▶ **Selected passage**:
((

Academic journal article Judicature

A Story of Our Times

Academic journal article Judicature

A Story of Our Times

Article excerpt

A story of our times When Courts and Congress Collide, The Struggle for Control of America's Judicial System, by Charles Gardner Ceyh. University of Michigan Press. 2006, xii, 332 pages. $29.95.

Are judges Political? An Empirical Analysis of the Federal Judiciary, by Cass R. Sunstein, David Schkade, Lisa M. Ellman, and Andres Sawicki. Brookings Institution Press. 2006, x, 177 pages. $24.95.

Confirmation Wars, Preserving Independent Courts in Angry Times, by Benjamin Wittes. Rowman & Littlefield Publishing, 2006, 176 pages. $22.95.

These titles tell a story of our times.

Benjamin Wittes, a Washington Post editorial writer and Atlantic Monthly columnist, describes how the confirmation process for Supreme Court and courts of appeals nominees has become the mess it often is. Charles Geyh, an Indiana University law professor and former House Judiciary Committee counsel, canvasses the cyclical history of court-congressional conflicts and suggests that the current period of conflict may have more staying power. Both are principally concerned with threats to what Geyh calls the "dynamic equilibrium" that has protected the federal courts from the emasculation that could result if Congress were to unleash the most potent weapons in its arsenal. University of Chicago law professor Cass Sunstein, University of California-San Diego management professor David Schkade, and recent Chicago law school graduates Lisa Ellman and Andres Sawicki, analyze one question at the heart of the matter: What difference does it make who appoints judges?

"Practical guarantees"

))

▶ **Exercise description**: Reproduce word for word the part of the book review starting with "Confirmation Wars, Preserving" and going on through "of our times.". The data that comes next isn't needed for this.

▶ **Given records**:
((

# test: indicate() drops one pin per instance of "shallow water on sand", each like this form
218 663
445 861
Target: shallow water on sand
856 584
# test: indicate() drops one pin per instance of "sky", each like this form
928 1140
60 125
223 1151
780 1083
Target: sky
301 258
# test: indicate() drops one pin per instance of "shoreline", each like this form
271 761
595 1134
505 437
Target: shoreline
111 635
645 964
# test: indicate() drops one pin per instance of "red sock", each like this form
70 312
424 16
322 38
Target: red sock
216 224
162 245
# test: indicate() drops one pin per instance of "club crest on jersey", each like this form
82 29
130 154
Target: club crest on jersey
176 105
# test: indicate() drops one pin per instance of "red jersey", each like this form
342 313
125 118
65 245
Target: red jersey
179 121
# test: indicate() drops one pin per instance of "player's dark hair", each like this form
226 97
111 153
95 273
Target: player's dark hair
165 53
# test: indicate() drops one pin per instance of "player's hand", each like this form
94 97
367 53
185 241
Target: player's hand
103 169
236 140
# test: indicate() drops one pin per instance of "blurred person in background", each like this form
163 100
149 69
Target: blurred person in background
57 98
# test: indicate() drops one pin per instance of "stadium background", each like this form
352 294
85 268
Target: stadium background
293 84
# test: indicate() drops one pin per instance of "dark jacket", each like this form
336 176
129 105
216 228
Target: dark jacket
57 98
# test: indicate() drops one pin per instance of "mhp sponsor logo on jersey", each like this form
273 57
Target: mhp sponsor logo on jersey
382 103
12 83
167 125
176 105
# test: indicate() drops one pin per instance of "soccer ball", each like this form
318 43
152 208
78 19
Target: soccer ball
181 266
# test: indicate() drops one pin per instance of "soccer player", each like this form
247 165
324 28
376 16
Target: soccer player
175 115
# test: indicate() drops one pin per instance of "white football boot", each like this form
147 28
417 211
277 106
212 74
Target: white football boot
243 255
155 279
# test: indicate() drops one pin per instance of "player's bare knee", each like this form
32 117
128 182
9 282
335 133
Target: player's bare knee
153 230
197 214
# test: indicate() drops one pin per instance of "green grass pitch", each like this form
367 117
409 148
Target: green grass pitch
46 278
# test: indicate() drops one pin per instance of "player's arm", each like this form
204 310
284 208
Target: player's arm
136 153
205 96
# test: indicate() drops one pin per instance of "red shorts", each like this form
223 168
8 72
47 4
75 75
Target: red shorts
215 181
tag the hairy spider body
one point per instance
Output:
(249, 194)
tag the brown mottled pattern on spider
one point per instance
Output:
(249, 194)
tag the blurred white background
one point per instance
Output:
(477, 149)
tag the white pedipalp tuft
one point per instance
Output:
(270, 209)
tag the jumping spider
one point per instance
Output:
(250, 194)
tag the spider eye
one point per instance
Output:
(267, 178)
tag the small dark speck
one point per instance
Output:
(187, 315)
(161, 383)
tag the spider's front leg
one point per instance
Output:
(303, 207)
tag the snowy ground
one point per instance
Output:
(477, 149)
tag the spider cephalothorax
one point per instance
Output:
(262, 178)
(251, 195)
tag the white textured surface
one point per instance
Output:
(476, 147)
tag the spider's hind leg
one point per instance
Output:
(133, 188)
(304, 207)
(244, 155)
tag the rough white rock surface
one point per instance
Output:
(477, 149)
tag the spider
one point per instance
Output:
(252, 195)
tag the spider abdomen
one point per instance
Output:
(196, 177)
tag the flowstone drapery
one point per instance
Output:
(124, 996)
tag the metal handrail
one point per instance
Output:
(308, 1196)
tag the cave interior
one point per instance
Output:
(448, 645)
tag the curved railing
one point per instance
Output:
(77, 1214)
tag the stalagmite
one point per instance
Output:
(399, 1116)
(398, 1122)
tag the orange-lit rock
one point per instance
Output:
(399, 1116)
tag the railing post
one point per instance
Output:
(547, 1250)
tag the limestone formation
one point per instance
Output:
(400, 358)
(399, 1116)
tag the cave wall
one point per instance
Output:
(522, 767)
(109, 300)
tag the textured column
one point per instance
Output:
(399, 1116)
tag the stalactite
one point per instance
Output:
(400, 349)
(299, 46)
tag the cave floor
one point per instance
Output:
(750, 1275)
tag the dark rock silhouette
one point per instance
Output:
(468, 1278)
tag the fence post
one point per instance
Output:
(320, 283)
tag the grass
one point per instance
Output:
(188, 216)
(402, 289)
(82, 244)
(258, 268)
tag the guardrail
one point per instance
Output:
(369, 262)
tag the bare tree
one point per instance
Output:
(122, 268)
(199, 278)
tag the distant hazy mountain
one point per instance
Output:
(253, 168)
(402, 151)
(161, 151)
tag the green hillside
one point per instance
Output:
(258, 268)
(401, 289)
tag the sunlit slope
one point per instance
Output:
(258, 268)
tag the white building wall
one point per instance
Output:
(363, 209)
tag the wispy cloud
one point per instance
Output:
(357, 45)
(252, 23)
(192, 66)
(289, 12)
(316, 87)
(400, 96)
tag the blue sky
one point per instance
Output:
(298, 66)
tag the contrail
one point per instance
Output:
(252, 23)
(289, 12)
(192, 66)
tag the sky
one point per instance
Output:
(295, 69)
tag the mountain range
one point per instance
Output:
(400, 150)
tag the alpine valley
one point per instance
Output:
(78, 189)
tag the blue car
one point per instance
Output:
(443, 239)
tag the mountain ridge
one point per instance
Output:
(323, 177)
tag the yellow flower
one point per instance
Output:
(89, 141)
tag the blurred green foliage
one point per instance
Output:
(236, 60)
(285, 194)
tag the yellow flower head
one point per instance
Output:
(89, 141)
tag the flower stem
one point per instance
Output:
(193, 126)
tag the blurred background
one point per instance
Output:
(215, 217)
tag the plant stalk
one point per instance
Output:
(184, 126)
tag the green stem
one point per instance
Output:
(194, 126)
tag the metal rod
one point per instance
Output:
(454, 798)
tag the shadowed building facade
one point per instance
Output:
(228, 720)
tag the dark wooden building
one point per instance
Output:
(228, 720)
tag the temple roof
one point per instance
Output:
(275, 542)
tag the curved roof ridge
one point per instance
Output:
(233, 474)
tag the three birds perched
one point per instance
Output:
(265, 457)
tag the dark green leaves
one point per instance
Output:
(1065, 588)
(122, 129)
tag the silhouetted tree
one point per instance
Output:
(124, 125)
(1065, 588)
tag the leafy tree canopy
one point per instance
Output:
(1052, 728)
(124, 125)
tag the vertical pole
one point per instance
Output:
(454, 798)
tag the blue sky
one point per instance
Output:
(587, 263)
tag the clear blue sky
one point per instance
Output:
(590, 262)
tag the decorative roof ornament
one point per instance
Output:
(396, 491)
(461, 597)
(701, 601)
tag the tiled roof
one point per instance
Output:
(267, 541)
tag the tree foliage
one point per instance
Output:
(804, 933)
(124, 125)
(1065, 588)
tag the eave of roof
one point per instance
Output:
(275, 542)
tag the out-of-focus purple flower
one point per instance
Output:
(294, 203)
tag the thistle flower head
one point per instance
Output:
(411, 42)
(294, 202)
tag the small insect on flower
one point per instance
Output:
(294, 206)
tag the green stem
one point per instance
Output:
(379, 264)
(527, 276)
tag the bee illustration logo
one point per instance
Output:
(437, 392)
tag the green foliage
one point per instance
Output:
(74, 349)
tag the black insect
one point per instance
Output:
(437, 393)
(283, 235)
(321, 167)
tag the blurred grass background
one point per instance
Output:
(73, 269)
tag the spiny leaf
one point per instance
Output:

))

▶ **Solution to the problem**:
Confirmation Wars, Preserving Independent Courts in Angry Times, by Benjamin Wittes. Rowman & Littlefield Publishing, 2006, 176 pages. $22.95.

These titles tell a story of our times.